• [Supplied text]:

— BEGIN —

Well, it's also preferable not to make our debugging tools less effective to
support people doing weird things that they shouldn't really be doing anyway.

(BTW, we need READ_ONCE() on ->sb_init_dio_done_wq anyway to properly annotate
the data race.  That could be split into a separate patch though.)

Another idea that came up is to make each workqueue_struct track whether work
has been queued on it or not yet, and make flush_workqueue() skip the lockdep
check if the workqueue has always been empty.  (That could still cause lockdep
false negatives, but not as many as if we checked if the workqueue is
*currently* empty.)  Would you prefer that solution?  Adding more overhead to
workqueues would be undesirable though, so I think it would have to be
conditional on CONFIG_LOCKDEP, like (untested):

diff --git a/kernel/workqueue.c b/kernel/workqueue.c
index 301db4406bc37..72222c09bcaeb 100644
--- a/kernel/workqueue.c
+++ b/kernel/workqueue.c
@@ -263,6 +263,7 @@ struct workqueue_struct {
 	char			*lock_name;
 	struct lock_class_key	key;
 	struct lockdep_map	lockdep_map;
+	bool			used;
 #endif
 	char			name[WQ_NAME_LEN]; /* I: workqueue name */
 
@@ -1404,6 +1405,9 @@ static void __queue_work(int cpu, struct workqueue_struct *wq,
 	lockdep_assert_irqs_disabled();
 
 	debug_work_activate(work);
+#ifdef CONFIG_LOCKDEP
+	WRITE_ONCE(wq->used, true);
+#endif
 
 	/* if draining, only works from the same workqueue are allowed */
 	if (unlikely(wq->flags & __WQ_DRAINING) &&
@@ -2772,8 +2776,12 @@ void flush_workqueue(struct workqueue_struct *wq)

— END —

• [Aim]:
Please quote the lockdep excerpt above in full, word for word. Work only from the lockdep excerpt above.

• [Provided data]:
— BEGIN —

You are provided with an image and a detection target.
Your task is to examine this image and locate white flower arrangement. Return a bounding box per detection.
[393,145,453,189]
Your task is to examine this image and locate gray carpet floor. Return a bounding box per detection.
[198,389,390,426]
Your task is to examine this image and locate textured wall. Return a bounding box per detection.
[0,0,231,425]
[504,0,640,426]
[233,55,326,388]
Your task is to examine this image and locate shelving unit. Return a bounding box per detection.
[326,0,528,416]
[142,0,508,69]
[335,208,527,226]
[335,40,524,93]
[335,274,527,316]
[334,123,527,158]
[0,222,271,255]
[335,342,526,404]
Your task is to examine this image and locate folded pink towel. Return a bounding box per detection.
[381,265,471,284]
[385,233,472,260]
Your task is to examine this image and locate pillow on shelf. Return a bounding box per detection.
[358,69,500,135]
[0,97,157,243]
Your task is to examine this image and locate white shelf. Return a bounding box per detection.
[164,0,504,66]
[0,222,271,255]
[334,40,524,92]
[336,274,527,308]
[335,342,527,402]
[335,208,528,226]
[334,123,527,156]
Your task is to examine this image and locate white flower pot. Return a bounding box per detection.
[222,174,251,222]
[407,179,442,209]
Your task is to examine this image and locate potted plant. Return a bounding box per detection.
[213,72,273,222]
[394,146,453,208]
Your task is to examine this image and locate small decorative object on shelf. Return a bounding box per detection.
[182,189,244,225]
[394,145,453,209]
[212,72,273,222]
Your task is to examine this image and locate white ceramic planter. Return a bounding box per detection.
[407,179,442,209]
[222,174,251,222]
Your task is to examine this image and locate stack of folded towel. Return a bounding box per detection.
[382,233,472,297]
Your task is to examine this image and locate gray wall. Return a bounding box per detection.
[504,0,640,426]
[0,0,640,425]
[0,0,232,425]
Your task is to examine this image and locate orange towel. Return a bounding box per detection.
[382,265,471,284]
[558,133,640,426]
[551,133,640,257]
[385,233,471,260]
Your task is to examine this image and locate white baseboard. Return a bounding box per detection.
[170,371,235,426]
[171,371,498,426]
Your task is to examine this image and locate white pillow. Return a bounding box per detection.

— END —

• [Task response]:
Well, it's also preferable not to make our debugging tools less effective to
support people doing weird things that they shouldn't really be doing anyway.

(BTW, we need READ_ONCE() on ->sb_init_dio_done_wq anyway to properly annotate
the data race.  That could be split into a separate patch though.)

Another idea that came up is to make each workqueue_struct track whether work
has been queued on it or not yet, and make flush_workqueue() skip the lockdep
check if the workqueue has always been empty.  (That could still cause lockdep
false negatives, but not as many as if we checked if the workqueue is
*currently* empty.)  Would you prefer that solution?  Adding more overhead to
workqueues would be undesirable though, so I think it would have to be
conditional on CONFIG_LOCKDEP, like (untested):

diff --git a/kernel/workqueue.c b/kernel/workqueue.c
index 301db4406bc37..72222c09bcaeb 100644
--- a/kernel/workqueue.c
+++ b/kernel/workqueue.c
@@ -263,6 +263,7 @@ struct workqueue_struct {
 	char			*lock_name;
 	struct lock_class_key	key;
 	struct lockdep_map	lockdep_map;
+	bool			used;
 #endif
 	char			name[WQ_NAME_LEN]; /* I: workqueue name */
 
@@ -1404,6 +1405,9 @@ static void __queue_work(int cpu, struct workqueue_struct *wq,
 	lockdep_assert_irqs_disabled();
 
 	debug_work_activate(work);
+#ifdef CONFIG_LOCKDEP
+	WRITE_ONCE(wq->used, true);
+#endif
 
 	/* if draining, only works from the same workqueue are allowed */
 	if (unlikely(wq->flags & __WQ_DRAINING) &&
@@ -2772,8 +2776,12 @@ void flush_workqueue(struct workqueue_struct *wq)